• To be done
Tally the lines in the material below that contain the string "hotel", treating uppercase and lowercase as distinct, and give only that number.
--- BEGIN Dataset ---
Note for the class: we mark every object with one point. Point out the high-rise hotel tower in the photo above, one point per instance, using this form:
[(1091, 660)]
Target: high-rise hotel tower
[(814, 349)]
--- END Dataset ---
--- BEGIN Dataset ---
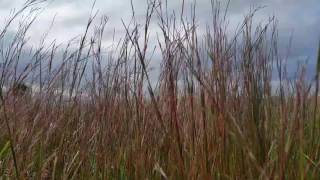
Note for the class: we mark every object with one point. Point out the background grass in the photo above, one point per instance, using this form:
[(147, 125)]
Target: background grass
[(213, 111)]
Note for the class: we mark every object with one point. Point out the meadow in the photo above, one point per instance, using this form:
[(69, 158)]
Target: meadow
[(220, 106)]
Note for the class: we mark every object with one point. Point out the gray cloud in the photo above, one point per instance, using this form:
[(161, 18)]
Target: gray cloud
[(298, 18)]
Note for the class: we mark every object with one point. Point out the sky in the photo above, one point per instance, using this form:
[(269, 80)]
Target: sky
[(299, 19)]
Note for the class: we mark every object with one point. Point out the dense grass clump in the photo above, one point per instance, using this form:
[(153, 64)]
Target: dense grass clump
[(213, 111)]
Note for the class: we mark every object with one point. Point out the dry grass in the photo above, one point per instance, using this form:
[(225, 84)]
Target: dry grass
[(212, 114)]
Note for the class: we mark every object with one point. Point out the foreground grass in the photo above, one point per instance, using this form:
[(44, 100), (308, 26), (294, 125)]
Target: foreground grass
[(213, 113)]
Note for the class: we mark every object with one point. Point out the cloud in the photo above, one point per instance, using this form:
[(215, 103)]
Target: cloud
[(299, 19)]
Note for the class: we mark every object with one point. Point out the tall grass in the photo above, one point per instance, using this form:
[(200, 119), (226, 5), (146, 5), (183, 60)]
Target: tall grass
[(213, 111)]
--- END Dataset ---
• Exercise answer
2